= WHAT TO DO =
Set out every line of the entries below as a numbered list, leaving out any blank lines.

Region labeling records:
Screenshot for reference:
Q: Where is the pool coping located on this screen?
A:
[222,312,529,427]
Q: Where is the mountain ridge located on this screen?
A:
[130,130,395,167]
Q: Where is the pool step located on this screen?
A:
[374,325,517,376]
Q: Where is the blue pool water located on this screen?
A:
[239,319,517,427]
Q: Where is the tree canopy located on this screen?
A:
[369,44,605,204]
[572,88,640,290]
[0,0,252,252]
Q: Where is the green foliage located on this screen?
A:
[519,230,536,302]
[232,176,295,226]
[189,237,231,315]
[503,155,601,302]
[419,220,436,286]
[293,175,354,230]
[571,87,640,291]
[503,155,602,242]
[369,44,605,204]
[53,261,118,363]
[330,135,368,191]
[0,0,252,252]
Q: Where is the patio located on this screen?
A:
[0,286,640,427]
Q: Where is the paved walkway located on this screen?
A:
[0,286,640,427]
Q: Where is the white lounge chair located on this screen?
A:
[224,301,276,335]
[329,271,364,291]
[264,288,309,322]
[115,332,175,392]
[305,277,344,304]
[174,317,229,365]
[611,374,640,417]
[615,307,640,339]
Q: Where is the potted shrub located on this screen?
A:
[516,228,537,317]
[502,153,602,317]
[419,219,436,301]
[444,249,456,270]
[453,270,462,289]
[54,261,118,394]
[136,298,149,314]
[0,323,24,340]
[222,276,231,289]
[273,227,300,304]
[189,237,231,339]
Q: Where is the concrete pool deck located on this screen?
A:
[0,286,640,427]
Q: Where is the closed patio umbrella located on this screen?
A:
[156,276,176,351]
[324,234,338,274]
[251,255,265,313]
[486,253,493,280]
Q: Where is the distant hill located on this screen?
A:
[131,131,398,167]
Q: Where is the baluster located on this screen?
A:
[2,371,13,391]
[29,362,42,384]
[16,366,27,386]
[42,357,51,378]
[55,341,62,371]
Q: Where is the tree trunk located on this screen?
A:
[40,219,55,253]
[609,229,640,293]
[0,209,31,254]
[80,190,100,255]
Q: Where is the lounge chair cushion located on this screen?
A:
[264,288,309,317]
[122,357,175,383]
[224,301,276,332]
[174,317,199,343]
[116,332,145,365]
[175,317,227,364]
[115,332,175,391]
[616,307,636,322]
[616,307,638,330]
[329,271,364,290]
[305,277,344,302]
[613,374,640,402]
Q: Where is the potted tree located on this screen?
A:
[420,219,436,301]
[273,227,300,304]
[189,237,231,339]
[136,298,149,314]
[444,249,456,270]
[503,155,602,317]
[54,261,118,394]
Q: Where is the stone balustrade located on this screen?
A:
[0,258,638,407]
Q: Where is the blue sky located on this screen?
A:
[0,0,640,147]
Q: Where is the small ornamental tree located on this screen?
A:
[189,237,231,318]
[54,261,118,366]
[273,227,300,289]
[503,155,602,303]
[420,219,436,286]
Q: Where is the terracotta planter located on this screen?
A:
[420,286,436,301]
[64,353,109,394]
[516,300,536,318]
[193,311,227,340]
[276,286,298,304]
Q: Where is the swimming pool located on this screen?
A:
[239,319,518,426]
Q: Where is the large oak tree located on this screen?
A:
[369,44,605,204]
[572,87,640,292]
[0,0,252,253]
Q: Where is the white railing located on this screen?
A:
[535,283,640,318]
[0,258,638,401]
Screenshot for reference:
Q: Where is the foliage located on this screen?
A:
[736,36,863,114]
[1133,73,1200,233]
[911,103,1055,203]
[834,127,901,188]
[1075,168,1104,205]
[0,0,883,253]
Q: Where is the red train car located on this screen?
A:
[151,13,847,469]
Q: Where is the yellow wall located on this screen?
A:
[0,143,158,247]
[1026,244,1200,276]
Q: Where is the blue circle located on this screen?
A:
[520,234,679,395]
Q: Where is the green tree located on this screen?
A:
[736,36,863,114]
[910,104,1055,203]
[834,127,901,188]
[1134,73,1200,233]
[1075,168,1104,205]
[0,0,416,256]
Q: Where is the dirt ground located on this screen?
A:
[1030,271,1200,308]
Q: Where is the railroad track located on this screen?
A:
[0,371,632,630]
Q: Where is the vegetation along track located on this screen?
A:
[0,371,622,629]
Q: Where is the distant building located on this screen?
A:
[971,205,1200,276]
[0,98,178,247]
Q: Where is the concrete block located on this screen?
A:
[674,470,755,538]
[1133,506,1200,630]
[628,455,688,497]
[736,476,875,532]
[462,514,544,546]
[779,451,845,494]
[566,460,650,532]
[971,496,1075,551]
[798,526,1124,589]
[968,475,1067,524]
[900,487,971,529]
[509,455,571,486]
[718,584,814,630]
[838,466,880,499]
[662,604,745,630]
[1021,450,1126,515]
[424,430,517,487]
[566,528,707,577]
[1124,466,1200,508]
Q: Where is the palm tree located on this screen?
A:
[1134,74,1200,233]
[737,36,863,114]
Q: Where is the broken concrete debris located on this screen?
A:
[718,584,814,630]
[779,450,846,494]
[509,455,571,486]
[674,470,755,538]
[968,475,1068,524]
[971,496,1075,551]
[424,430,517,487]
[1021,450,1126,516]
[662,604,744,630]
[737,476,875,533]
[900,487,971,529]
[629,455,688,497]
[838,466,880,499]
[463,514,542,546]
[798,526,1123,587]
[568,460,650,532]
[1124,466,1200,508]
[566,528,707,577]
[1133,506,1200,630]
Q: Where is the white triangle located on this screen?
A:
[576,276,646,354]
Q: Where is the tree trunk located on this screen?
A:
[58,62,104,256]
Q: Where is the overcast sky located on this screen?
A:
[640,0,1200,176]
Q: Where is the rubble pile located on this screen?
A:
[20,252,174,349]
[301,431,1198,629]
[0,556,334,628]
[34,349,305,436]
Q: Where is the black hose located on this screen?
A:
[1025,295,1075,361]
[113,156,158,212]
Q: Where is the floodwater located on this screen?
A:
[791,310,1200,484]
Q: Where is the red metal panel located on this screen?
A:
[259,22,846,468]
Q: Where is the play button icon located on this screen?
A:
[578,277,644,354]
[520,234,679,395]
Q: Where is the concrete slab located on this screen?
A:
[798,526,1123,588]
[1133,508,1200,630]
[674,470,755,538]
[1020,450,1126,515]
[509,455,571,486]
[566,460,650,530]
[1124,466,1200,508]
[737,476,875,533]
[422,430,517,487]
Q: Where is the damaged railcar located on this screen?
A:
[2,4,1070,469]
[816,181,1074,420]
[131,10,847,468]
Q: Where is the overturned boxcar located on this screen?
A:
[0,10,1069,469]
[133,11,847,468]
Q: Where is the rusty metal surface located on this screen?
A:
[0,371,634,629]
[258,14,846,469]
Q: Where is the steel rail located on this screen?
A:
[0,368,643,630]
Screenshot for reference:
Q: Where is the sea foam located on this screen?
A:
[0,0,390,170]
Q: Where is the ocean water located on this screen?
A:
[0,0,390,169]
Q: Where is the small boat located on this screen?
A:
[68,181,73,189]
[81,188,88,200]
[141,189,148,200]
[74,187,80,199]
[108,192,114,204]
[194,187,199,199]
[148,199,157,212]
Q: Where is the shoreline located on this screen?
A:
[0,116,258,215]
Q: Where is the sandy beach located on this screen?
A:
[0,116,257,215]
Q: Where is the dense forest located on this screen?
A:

= SOLUTION TO THIS TASK =
1. Screenshot for reference:
2. Q: Where is the pool coping located on this screen?
3. A:
4. [222,312,529,427]
5. Q: Where is the mountain ridge located on this screen?
6. A:
7. [130,130,395,167]
8. Q: Where is the pool step located on this screen?
9. A:
10. [374,325,517,376]
11. Q: Where is the blue pool water located on this screen?
12. A:
13. [239,319,517,427]
14. Q: Where is the tree canopy located on this screen?
15. A:
16. [369,44,605,204]
17. [572,88,640,290]
18. [0,0,252,252]
19. Q: Where is the green foliage located on this screen?
20. A:
21. [519,230,536,302]
22. [232,176,295,226]
23. [189,237,231,315]
24. [503,155,601,302]
25. [419,220,436,286]
26. [293,175,354,230]
27. [571,87,640,291]
28. [503,155,602,242]
29. [369,44,605,204]
30. [53,261,118,363]
31. [330,135,368,191]
32. [0,0,252,252]
33. Q: Where is the patio located on this screen?
34. A:
35. [0,286,640,427]
36. Q: Where is the paved walkway located on this screen?
37. A:
38. [0,286,640,427]
39. Q: Where is the white lounge chair located on this screen?
40. A:
41. [224,301,276,335]
42. [329,271,364,291]
43. [264,288,309,322]
44. [115,332,175,392]
45. [305,277,344,304]
46. [174,317,229,365]
47. [611,374,640,417]
48. [615,307,640,339]
49. Q: Where is the potted shrub located on this screen?
50. A:
51. [516,228,537,317]
52. [502,153,602,317]
53. [419,219,436,301]
54. [444,249,456,270]
55. [453,270,462,289]
56. [54,261,118,394]
57. [136,298,149,314]
58. [0,323,24,340]
59. [222,276,231,289]
60. [273,227,300,304]
61. [189,237,231,339]
62. Q: Where is the concrete pool deck located on this screen?
63. A:
64. [0,286,640,427]
65. Q: Where is the closed patio umbrella located on this screen?
66. A:
67. [156,276,176,351]
68. [324,234,338,274]
69. [251,255,265,313]
70. [486,253,493,280]
71. Q: Where is the distant hill located on this screen?
72. A:
73. [131,131,398,167]
74. Q: Where is the baluster located on this screen?
75. A:
76. [2,371,13,391]
77. [29,362,42,384]
78. [16,366,27,386]
79. [42,357,51,378]
80. [55,341,62,371]
81. Q: Where is the tree trunk located on this screen?
82. A:
83. [40,219,55,253]
84. [609,229,640,293]
85. [0,209,31,254]
86. [80,190,100,255]
87. Q: Where is the lounge chair cushion located on this screen?
88. A:
89. [264,288,309,317]
90. [122,357,175,383]
91. [224,301,276,332]
92. [174,317,199,343]
93. [116,332,145,365]
94. [175,317,227,364]
95. [115,332,175,391]
96. [616,307,636,322]
97. [616,307,638,330]
98. [329,271,364,290]
99. [305,277,344,302]
100. [613,374,640,402]
101. Q: Where is the potted tree located on this screen?
102. A:
103. [420,219,436,301]
104. [273,227,300,304]
105. [189,237,231,339]
106. [136,298,149,314]
107. [444,249,456,270]
108. [503,155,602,317]
109. [54,261,118,394]
110. Q: Where is the stone balustrade located on this screen?
111. A:
112. [0,258,638,407]
113. Q: Where is the blue sky located on this screen?
114. A:
115. [0,0,640,147]
116. Q: Where is the small ornamental tree located on this screen?
117. A:
118. [189,237,231,318]
119. [54,261,118,366]
120. [273,227,300,289]
121. [503,155,602,303]
122. [420,219,436,286]
123. Q: Where is the terracotta planter located on this screen?
124. A:
125. [420,286,436,301]
126. [64,353,109,394]
127. [516,300,536,318]
128. [193,311,227,340]
129. [276,286,298,304]
130. Q: Where is the swimming pool located on this screen?
131. A:
132. [239,319,518,426]
133. Q: Where is the large oak tree located on this screen?
134. A:
135. [369,44,605,204]
136. [572,87,640,292]
137. [0,0,252,253]
138. Q: Where is the white railing located on this screen?
139. A:
140. [535,283,640,318]
141. [0,258,638,401]
142. Screenshot for reference:
143. Q: Where is the foliage located on this screen?
144. A:
145. [736,36,863,114]
146. [1133,73,1200,233]
147. [911,103,1055,203]
148. [834,127,901,188]
149. [1075,168,1104,205]
150. [0,0,883,253]
151. Q: Where is the red train car located on this screen?
152. A:
153. [151,13,847,469]
154. Q: Where is the yellow wall located on this screen?
155. A:
156. [0,143,158,247]
157. [1026,244,1200,276]
158. Q: Where is the blue circle located on this screen?
159. A:
160. [520,234,679,395]
161. Q: Where is the green tree located on this screen?
162. A:
163. [736,36,863,114]
164. [910,104,1055,203]
165. [834,127,901,188]
166. [1134,73,1200,233]
167. [1075,168,1104,205]
168. [0,0,416,256]
169. Q: Where is the dirt ground located on this screen?
170. A:
171. [1030,271,1200,308]
172. Q: Where is the railroad track located on this screen?
173. A:
174. [0,371,632,630]
175. Q: Where is the vegetation along track located on this screen?
176. A:
177. [0,371,622,629]
178. Q: Where is the distant building located on this screen?
179. A:
180. [971,205,1200,276]
181. [0,98,178,247]
182. Q: Where is the concrete block located on this screen?
183. A:
184. [674,470,755,538]
185. [1133,506,1200,630]
186. [628,455,688,497]
187. [736,476,875,532]
188. [462,514,544,546]
189. [779,451,845,494]
190. [566,460,650,532]
191. [971,496,1075,551]
192. [798,526,1124,589]
193. [968,475,1067,524]
194. [900,487,971,529]
195. [509,455,571,486]
196. [718,584,814,630]
197. [838,466,880,499]
198. [662,604,745,630]
199. [1021,450,1126,515]
200. [424,430,517,487]
201. [566,528,707,577]
202. [1124,466,1200,508]
203. Q: Where is the palm tree located on this screen?
204. A:
205. [1134,74,1200,233]
206. [737,36,863,114]
207. Q: Where is the broken concrete debris located on this screen?
208. A:
209. [718,584,814,630]
210. [779,450,846,494]
211. [509,455,571,486]
212. [674,470,755,538]
213. [968,475,1068,524]
214. [971,496,1075,551]
215. [424,430,517,487]
216. [1021,450,1126,516]
217. [662,604,744,630]
218. [737,476,875,533]
219. [900,487,971,529]
220. [629,455,688,497]
221. [838,466,880,499]
222. [463,514,542,546]
223. [798,526,1123,587]
224. [568,460,650,532]
225. [1124,466,1200,508]
226. [566,528,707,577]
227. [1133,506,1200,630]
228. Q: Where is the white triangle located on this screen?
229. A:
230. [576,276,646,354]
231. Q: Where is the tree trunk located on this screen?
232. A:
233. [58,62,104,256]
234. Q: Where is the overcast sky located on this screen?
235. A:
236. [640,0,1200,176]
237. Q: Where is the rubble pile located on this screen?
238. A:
239. [20,252,174,349]
240. [301,431,1198,629]
241. [0,556,334,628]
242. [34,349,305,436]
243. Q: Where is the black hose located on this screen?
244. A:
245. [1025,295,1075,361]
246. [113,156,158,212]
247. Q: Where is the floodwater located on this screen?
248. A:
249. [791,310,1200,484]
250. Q: Where is the red metal panel located on this screen?
251. A:
252. [259,22,846,468]
253. Q: Where is the play button icon located on this screen?
254. A:
255. [578,277,644,354]
256. [520,234,679,395]
257. Q: Where is the concrete slab located on this screen?
258. A:
259. [798,526,1123,588]
260. [1133,508,1200,630]
261. [674,470,755,538]
262. [1020,450,1126,515]
263. [509,455,571,486]
264. [566,460,650,530]
265. [1124,466,1200,508]
266. [737,476,875,533]
267. [422,430,517,487]
268. Q: Where is the damaged railcar located on this screen?
269. A:
270. [2,4,1070,469]
271. [816,181,1074,420]
272. [131,10,847,468]
273. Q: Where is the overturned boxcar located on this screen?
274. A:
275. [0,10,1069,469]
276. [133,11,847,468]
277. Q: Where is the rusty metal surface located on this screen?
278. A:
279. [0,371,634,629]
280. [258,14,846,469]
281. Q: Where is the steel rail located on this screen?
282. A:
283. [0,368,643,630]
284. Screenshot for reference:
285. Q: Where is the sea foam located on this screen?
286. A:
287. [0,0,390,170]
288. Q: Where is the ocean water located on this screen?
289. A:
290. [0,0,390,169]
291. Q: Where is the small boat located on this screen?
292. A:
293. [68,181,73,189]
294. [81,188,88,200]
295. [141,189,148,200]
296. [74,187,80,199]
297. [108,192,114,204]
298. [194,187,199,199]
299. [148,199,157,212]
300. Q: Where is the shoreline located on this screen?
301. A:
302. [0,116,258,215]
303. Q: Where is the sandy beach located on this screen?
304. A:
305. [0,116,257,215]
306. Q: Where is the dense forest located on this screen?
307. A:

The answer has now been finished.